- **What you have to do**:
Count the lines in the records below that contain the string "table" and reply with that number alone.

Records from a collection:
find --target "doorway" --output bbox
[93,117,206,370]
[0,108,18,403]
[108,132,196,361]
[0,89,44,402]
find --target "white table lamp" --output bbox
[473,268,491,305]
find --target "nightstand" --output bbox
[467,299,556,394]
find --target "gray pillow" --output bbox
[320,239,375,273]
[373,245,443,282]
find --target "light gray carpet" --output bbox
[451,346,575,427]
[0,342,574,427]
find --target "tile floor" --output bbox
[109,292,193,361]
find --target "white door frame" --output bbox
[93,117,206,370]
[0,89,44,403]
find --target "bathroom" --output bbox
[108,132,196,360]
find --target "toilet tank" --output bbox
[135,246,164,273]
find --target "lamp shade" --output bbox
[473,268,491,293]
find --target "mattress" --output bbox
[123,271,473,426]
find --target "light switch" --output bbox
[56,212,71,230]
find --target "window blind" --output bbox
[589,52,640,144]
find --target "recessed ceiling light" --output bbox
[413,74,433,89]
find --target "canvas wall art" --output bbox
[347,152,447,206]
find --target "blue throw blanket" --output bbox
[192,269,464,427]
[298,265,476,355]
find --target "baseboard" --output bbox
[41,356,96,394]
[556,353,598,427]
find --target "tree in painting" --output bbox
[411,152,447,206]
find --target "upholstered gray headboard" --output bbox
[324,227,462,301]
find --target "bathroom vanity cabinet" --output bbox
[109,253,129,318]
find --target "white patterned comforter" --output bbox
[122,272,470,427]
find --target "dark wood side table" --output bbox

- **Output of the task**:
2